### [Task goal]
Write the data below out again, unchanged.

### [Exercise input]

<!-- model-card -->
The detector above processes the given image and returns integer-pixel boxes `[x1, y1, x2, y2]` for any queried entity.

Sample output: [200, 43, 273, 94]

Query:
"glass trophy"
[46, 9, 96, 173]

### [Answer box]
<!-- model-card -->
The detector above processes the given image and returns integer-pixel boxes `[x1, y1, x2, y2]` for any queried entity.

Sample output: [200, 43, 273, 94]

Query:
"glass trophy"
[46, 9, 96, 173]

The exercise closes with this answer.